(DATA FOR REVIEW Opens)

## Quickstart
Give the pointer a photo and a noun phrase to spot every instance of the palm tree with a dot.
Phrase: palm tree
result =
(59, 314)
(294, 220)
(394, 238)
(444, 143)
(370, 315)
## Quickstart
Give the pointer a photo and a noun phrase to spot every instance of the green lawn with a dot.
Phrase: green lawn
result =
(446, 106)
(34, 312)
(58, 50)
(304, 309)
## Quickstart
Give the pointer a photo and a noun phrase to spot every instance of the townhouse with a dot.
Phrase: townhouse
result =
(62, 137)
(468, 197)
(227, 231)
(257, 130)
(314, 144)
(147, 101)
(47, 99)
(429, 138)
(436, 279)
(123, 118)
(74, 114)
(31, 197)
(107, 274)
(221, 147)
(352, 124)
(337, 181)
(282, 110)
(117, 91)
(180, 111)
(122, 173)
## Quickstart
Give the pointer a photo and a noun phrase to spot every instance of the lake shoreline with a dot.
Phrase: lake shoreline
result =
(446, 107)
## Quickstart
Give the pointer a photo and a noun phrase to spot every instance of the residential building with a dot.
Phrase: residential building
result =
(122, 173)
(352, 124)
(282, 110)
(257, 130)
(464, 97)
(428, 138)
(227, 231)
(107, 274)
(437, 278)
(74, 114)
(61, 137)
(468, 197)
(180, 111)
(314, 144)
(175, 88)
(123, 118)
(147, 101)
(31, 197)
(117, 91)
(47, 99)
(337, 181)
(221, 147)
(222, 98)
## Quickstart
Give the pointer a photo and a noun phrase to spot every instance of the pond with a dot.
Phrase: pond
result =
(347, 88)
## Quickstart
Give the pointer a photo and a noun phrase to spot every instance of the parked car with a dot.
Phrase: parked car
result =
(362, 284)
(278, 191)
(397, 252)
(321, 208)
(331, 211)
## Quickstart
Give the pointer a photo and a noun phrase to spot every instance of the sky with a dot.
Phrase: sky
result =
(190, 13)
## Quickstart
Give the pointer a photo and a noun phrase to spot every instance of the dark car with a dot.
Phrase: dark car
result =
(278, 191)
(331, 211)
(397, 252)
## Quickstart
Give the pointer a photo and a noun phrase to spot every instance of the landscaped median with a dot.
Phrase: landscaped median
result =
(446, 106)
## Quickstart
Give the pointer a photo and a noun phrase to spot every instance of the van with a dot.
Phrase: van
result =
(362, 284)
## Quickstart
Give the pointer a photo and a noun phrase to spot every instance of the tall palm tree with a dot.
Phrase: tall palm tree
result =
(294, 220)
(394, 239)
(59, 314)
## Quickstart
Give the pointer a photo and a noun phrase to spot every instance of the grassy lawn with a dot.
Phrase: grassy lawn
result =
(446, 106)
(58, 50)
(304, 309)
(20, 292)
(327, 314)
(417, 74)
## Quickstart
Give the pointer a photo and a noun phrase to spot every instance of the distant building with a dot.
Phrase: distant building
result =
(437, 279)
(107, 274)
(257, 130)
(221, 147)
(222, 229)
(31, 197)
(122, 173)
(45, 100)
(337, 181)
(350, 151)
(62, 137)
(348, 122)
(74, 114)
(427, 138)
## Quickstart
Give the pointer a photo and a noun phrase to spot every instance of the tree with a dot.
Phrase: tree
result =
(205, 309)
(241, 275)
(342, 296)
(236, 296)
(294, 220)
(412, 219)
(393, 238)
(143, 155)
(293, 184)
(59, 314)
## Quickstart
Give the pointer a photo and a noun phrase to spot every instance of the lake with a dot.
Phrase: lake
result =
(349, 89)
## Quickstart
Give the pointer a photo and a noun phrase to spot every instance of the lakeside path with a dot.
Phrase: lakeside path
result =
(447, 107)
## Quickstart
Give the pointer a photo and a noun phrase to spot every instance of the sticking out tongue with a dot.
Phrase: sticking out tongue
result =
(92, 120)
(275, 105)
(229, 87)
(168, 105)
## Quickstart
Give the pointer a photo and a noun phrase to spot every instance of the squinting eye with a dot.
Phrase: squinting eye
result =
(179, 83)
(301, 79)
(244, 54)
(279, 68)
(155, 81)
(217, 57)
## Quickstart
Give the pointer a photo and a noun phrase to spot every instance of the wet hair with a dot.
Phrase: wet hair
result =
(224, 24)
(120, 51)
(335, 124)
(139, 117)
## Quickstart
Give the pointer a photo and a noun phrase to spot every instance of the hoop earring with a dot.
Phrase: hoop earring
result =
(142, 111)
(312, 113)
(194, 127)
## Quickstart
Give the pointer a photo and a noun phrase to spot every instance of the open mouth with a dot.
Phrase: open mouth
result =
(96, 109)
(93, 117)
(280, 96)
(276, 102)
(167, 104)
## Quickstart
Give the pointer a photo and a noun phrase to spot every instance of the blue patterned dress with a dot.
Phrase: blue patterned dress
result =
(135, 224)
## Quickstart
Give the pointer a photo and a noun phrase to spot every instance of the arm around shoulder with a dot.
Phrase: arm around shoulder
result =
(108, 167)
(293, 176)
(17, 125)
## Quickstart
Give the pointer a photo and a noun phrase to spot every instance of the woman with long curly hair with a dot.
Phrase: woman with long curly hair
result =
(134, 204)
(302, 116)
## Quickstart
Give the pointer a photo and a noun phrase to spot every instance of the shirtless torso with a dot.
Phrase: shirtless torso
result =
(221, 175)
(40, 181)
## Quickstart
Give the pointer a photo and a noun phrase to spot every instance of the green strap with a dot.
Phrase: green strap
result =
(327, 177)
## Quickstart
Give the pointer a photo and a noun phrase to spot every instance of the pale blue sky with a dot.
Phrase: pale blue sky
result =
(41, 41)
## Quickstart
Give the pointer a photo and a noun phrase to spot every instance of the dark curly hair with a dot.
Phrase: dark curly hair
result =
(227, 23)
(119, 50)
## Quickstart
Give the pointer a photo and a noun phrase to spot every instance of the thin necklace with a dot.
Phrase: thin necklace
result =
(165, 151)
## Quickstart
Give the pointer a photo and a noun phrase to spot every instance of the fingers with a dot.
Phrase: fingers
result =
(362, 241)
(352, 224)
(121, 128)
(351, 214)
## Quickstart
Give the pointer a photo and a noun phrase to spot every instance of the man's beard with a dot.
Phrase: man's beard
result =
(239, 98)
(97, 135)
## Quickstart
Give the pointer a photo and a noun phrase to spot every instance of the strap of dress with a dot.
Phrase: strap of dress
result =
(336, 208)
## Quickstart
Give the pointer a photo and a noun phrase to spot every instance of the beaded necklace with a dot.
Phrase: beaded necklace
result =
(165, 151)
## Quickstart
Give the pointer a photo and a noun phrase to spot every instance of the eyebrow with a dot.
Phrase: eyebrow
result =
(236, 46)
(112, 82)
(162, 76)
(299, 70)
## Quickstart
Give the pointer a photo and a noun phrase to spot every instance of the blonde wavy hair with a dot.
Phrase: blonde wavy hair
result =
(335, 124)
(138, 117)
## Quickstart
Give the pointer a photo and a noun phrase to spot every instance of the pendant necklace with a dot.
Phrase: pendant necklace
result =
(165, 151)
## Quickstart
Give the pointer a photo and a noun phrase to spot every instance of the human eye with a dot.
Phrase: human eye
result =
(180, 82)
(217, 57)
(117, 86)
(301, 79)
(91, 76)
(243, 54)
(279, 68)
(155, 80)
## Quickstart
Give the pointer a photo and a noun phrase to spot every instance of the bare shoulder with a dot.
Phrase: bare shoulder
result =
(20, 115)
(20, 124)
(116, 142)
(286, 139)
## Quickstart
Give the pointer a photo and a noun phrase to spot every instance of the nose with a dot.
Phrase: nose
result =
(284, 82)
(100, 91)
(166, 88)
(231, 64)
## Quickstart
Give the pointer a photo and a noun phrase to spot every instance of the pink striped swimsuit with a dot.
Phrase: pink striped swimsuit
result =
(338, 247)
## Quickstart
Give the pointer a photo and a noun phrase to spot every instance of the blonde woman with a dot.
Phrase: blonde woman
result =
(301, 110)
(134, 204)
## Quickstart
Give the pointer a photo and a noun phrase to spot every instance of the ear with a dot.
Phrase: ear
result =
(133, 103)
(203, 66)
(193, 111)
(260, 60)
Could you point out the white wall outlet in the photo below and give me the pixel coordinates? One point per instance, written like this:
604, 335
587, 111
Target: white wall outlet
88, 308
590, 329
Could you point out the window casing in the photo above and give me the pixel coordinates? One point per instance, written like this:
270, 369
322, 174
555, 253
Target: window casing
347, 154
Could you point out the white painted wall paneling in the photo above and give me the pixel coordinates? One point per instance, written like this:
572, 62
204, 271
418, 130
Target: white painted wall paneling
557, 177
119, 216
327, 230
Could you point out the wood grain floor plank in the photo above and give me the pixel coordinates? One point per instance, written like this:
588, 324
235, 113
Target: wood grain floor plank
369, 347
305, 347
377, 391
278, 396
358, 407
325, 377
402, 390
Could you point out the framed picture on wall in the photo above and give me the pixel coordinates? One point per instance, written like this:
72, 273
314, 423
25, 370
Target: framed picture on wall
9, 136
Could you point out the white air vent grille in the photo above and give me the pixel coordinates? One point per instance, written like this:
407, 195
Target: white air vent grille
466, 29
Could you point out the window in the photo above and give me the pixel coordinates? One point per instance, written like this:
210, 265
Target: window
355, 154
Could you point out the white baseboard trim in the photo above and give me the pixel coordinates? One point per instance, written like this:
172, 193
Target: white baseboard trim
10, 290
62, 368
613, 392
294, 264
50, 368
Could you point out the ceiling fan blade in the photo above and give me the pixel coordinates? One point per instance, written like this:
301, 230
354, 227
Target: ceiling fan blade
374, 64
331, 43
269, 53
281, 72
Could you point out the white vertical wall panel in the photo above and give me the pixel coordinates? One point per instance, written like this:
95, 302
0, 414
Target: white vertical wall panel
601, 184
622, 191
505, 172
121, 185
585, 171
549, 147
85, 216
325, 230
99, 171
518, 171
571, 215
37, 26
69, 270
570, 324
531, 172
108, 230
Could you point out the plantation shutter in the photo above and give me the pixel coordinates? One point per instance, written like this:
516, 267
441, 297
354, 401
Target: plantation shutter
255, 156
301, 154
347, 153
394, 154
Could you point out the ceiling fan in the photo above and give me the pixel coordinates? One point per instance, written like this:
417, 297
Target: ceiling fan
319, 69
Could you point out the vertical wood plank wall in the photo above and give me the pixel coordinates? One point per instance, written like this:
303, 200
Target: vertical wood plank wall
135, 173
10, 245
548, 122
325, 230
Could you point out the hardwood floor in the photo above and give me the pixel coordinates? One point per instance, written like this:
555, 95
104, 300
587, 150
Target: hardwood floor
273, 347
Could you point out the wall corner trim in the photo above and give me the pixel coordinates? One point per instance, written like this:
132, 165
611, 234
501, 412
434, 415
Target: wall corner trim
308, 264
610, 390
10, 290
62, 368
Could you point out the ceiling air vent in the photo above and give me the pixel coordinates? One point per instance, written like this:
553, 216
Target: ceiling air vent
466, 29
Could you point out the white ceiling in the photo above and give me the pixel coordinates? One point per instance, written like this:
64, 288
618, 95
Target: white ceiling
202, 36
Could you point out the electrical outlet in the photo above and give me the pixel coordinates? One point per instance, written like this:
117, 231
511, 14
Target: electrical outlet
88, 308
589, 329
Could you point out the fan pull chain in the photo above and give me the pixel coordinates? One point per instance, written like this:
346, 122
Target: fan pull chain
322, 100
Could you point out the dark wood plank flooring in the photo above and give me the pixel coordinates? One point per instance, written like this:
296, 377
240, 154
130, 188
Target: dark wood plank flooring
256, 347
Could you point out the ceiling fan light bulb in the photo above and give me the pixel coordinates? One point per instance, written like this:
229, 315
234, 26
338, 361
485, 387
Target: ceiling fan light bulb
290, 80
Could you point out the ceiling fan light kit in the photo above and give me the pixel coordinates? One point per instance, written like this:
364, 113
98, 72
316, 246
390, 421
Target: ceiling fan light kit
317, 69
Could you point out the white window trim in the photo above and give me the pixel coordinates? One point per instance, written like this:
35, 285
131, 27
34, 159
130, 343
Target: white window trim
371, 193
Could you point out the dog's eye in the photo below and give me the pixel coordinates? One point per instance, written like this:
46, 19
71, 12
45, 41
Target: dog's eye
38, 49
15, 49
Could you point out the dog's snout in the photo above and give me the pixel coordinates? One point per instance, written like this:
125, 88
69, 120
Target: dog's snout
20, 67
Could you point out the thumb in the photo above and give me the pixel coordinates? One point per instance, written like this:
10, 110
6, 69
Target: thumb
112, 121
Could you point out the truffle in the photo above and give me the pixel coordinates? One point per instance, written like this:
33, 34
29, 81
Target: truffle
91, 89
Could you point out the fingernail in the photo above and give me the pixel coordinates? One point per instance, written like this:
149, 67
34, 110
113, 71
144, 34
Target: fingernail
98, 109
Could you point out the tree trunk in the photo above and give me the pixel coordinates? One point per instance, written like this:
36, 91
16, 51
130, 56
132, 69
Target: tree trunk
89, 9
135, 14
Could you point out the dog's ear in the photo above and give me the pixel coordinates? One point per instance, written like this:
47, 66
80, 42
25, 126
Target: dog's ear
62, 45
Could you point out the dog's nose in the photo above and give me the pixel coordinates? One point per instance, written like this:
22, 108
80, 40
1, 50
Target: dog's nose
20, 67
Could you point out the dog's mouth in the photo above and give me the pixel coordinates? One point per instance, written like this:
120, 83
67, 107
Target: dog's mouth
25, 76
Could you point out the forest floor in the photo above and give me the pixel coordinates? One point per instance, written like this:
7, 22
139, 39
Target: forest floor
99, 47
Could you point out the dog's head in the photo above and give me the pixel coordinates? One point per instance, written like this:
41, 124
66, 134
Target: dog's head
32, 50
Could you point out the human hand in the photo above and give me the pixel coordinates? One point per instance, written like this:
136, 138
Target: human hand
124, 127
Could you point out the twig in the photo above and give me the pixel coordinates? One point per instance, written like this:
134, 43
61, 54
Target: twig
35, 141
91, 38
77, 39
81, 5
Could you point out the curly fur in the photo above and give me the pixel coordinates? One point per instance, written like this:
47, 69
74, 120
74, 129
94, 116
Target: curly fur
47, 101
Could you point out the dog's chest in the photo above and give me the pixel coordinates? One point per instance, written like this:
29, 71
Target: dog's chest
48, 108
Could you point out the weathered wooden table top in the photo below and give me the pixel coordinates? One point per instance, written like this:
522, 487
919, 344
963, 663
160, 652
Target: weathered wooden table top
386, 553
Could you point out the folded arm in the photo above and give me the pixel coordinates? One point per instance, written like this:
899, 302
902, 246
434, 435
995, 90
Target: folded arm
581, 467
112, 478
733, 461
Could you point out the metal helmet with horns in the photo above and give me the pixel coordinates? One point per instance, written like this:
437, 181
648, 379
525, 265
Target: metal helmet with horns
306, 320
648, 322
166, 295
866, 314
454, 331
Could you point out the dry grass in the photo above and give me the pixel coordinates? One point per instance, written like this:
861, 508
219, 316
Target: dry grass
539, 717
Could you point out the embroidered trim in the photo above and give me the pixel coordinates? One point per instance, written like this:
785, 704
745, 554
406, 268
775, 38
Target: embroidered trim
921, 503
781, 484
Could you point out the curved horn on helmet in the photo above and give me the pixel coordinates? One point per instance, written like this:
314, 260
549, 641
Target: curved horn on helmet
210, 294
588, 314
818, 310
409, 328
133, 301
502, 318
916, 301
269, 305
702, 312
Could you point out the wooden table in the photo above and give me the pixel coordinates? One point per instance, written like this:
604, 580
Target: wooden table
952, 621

(DATA FOR REVIEW Closes)

### EXERCISE DETAILS
Reproduce each line in the listing above that mentions the string "bare".

### SOLUTION TO THIS PROBLEM
Give the pointer a photo and a noun phrase to spot every instance of the bare shoulder with a dot.
Phrase: bare shoulder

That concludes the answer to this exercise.